**Passage to read**

Lemur - Anatomy and Physiology - Senses

Senses

The sense of smell, or olfaction, is highly important to lemurs and is frequently used in communication. Lemurs have long snouts (compared to the short snouts of haplorrhines) that are traditionally thought to position the nose for better sifting of smells, although long snouts do not necessarily translate into high olfactory acuity since its not the relative size of the nasal cavity that correlates with smell, but the density of olfactory receptors. Instead, the long snouts may facilitate better chewing.

The wet nose, or rhinarium, is a trait shared with other strepsirrhines and many other mammals, but not with haplorrhine primates. Although it is claimed to enhance the sense of smell, it is actually a touch-based sense organ that connects with a well-developed vomeronasal organ (VNO). Since pheromones are usually large, non-volatile molecules, the rhinarium is used to touch a scent-marked object and transfer the pheromone molecules down the philtrum (the nasal mid-line cleft) to the VNO via the nasopalatine ducts that travel through the incisive foramen of the hard palate.

Referring expression pointing records:
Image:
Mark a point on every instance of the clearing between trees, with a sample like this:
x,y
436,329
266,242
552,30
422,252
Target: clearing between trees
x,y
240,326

* * *

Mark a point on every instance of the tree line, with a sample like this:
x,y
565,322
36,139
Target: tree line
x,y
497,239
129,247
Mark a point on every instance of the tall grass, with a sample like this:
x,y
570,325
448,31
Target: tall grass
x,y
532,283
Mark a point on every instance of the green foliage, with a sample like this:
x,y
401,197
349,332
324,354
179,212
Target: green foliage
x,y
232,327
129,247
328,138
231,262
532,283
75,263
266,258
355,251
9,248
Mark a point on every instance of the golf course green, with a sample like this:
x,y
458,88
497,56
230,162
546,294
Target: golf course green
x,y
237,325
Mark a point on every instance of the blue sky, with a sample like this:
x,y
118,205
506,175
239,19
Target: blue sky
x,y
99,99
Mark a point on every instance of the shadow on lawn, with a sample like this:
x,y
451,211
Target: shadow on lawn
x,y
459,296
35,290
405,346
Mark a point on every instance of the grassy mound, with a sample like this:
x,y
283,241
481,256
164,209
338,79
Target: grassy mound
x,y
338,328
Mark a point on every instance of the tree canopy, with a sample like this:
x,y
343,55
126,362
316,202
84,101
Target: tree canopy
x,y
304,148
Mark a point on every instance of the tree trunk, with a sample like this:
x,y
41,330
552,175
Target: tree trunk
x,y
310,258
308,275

...

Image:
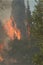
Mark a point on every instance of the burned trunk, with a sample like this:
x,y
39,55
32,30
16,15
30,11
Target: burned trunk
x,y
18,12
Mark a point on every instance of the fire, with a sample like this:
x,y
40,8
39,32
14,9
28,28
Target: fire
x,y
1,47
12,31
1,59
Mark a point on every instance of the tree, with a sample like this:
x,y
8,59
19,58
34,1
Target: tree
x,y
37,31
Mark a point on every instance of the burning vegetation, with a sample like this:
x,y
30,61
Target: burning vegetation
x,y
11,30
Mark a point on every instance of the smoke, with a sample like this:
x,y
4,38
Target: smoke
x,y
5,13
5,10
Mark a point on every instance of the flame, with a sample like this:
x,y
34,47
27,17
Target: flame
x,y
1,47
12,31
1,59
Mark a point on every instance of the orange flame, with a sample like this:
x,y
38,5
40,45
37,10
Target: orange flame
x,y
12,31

**Work request 1**
Decide whether each statement agrees with the lemur senses text, answering yes or no and quoting the text's deciding words: (a) The density of olfactory receptors, not the relative size of the nasal cavity, correlates with smell. (b) Haplorrhine primates have a wet nose. (c) Pheromones are usually small, volatile molecules.
**Work request 2**
Please pick up the lemur senses text where it stops and keep writing.

**Result 1**
(a) Yes: "not the relative size of the nasal cavity that correlates with smell, but the density of olfactory receptors"
(b) No: "but not with haplorrhine primates"
(c) No: "pheromones are usually large, non-volatile molecules"

**Result 2**
To communicate with smell, which is useful at night, lemurs will scent mark with urine as well as scent glands located on the wrists, inside elbow, genital regions, or the neck. The scrotal skin of most male lemurs has scent glands. Ruffed lemurs (genus Varecia) and male sifakas have a gland at the base of their neck, while the greater bamboo lemur (Prolemur simus) and the ring-tailed lemur have glands inside the upper arms near the axilla. Male ring-tailed lemurs also have scent glands on the inside of their forearms, adjacent to a thorn-like spur, which they use to gouge, and simultaneously, scent-mark tree branches. They will also wipe their tails between their forearms and then engage in "stink fights" by waving their tail as their opponents.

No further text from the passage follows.